(Dataset rows)
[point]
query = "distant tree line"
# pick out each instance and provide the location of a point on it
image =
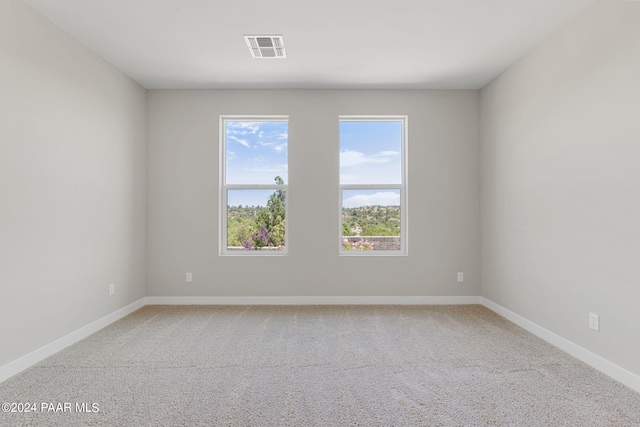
(371, 221)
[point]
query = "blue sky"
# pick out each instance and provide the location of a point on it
(256, 152)
(370, 153)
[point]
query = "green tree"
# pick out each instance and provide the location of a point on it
(273, 217)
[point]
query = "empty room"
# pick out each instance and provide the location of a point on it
(294, 213)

▶ _The request_
Repeat every line of the rows above, requests included, scaling each point coordinate in the answers by 2.5 and rounding to whole numbers with halves going up. Leave the pictures out.

▶ _Worked answer_
[point]
query = "distant tree line"
# pick out each instance and provide the location of a point on it
image =
(928, 553)
[point]
query = "blue sky"
# pick out each instance and provide the location of a point on it
(640, 380)
(925, 383)
[point]
query = "green tree"
# pick out each instance and provide the location of a point on it
(683, 543)
[point]
query = "empty room"
# pick out each instance and provide the location of a point on it
(735, 533)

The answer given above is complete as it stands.